■ REQUIRED TASKS:
A) Do these statements agree with the Zion trip report? Answer yes or no for each, and quote the words from the report that decide it. (i) The group reached Zion at 1:30 AM. (ii) Jeff slept on the ground at the RV park. (iii) The writer had been out with Jeff once before, on a Death Valley trip.
B) Could you extend the Zion trip report past its final sentence, keeping its voice and style?

■ PAGE:

>> start

You’re probably wondering what this has to do with a Heaps descent. Well, Jeff was ‘letting them fly’ periodically, and I teased him unmercifully! Of course, I didn’t know if he was doing it on purpose or not. He was very polite and apologetic about it, and he wondered what in the heck he might have eaten to cause all the gastrointestinal commotion! I kept teasing him about bringing ducks on the trip, and we had a rather fun time laughing about it.

We arrived in Zion at 1:30 AM and had a hard time finding a camp spot. Watchman was full, and all the hotels had ‘no vacancy’ signs. I had camped at an RV park at the first ACA rendezvous, so I suggested we try it. Luckily (the place is expensive for camping which probably deters tent campers) we found a spot. I threw my bag on the picnic table, Scott slept on the ground, and Jeff slept in the truck.

I got a good night’s sleep, and was feeling pretty spry in the morning. Once we were all fully awake, we headed over to get our permit, went to breakfast, packed up, and jumped on a shuttle. We got started on the trail sometime between 11:00 and 12:00 PM. It was fricken hot out, and my pack weighed a ton!

It took a little while to get into the rhythm, but we were soon into ‘hike’ mode. Hiking along with beautiful views, great company, and lots of humor to boot! I don’t know what gets into me whenever I’m around Scott, but I love to tease that guy. He’s such a sweetheart, and he makes it sooo easy. This is only my second time out with Jeff (he was on our Death Valley Bad Canyon trip), but he seems like an easy–going guy, and I was certain he wouldn’t mind the abuse either, so I teased him too. Everyone we met on the trail got an earful about how the boys were making me carry the heavy pack. Most of them believed me, and I got lots of sympathy from the passers–by.

>> end

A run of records
>> start

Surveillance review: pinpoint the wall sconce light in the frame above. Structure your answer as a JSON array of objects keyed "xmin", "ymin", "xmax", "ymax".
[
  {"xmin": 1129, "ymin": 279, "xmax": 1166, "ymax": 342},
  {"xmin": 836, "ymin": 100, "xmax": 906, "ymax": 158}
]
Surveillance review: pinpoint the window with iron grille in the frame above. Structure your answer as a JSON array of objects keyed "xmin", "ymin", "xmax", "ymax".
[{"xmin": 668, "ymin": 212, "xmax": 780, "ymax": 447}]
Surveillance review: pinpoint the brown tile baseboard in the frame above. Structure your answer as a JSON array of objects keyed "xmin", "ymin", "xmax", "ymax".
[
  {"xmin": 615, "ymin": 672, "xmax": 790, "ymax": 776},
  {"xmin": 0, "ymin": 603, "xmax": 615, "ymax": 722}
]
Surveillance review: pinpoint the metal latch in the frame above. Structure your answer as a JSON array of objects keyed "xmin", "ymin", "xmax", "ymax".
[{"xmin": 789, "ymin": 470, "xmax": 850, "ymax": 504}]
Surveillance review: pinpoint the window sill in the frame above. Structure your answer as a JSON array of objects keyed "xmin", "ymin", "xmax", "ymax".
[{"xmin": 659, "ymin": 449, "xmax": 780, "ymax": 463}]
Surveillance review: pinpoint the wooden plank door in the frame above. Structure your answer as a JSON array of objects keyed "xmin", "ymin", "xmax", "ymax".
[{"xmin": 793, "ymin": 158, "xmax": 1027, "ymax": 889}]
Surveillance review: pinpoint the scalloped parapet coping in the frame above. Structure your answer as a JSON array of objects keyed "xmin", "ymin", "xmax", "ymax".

>> end

■ ANSWERS FOR THE TASKS:
A)
(i) Yes: "We arrived in Zion at 1:30 AM"
(ii) No: "Scott slept on the ground, and Jeff slept in the truck."
(iii) Yes: "This is only my second time out with Jeff (he was on our Death Valley Bad Canyon trip)"

B)
When we got to the West Rim trail junction, I talked the boys into heading up to Angels Landing. I didn’t get to see it the other time I was here to do Behunin. They hem–hawed a bit, as we had a fair distance ahead of us, but the puppy eyes finally worked. We stashed our packs and headed up to Angels landing. Wow! What a view! Very impressive, and well worth the detour! Jeff and Scott even got a view of a ‘full moon’ right there in the middle of the afternoon! A woman in a thong bikini! Whoo–hoo!

After a short catnap (my energy conservation specialty) of a minute or two, we headed back down to the West Rim Trail, donned our packs, and continued our journey. We stopped to have a bite to eat along the way, and then continued on to Cabin Spring. We hadn’t seen a soul on the trail since Angels Landing until we got to the spring. As we were filling our water bottles, a very nice gentleman ‘Tom from Boulder’ happened along. We hung out and chit–chatted for about 15 minutes, then continued on our way. Ran into 3 more backpackers on their way to the spring.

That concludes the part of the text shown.